··· Records supplied
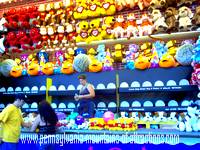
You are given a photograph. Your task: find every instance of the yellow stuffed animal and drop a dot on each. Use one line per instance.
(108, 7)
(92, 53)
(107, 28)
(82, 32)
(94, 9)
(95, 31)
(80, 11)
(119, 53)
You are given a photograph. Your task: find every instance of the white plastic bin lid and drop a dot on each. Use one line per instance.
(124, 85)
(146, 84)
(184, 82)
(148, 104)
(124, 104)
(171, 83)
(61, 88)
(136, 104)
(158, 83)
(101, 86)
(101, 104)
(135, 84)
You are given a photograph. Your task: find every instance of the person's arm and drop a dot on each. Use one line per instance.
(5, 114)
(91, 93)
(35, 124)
······
## What the task asks
Copy all of the material above verbatim, leaving out the picture.

## Reply to the task
You are given a photograph. Your task: find every instance of the yellow stuffed animal and drop a dot on each. Use one line per instance.
(108, 7)
(92, 53)
(107, 28)
(82, 32)
(94, 9)
(95, 31)
(80, 11)
(119, 53)
You are given a photograph. Your task: find every instance of the white plastic bin lid and drop a dot on each. Use one line per instance.
(124, 85)
(146, 84)
(184, 82)
(148, 104)
(124, 104)
(171, 83)
(61, 88)
(136, 104)
(158, 83)
(101, 86)
(101, 104)
(135, 84)
You are given a photograph. Your task: find every instance of the person's arm and drop a dot on each. Use one line per instance.
(5, 114)
(91, 93)
(35, 124)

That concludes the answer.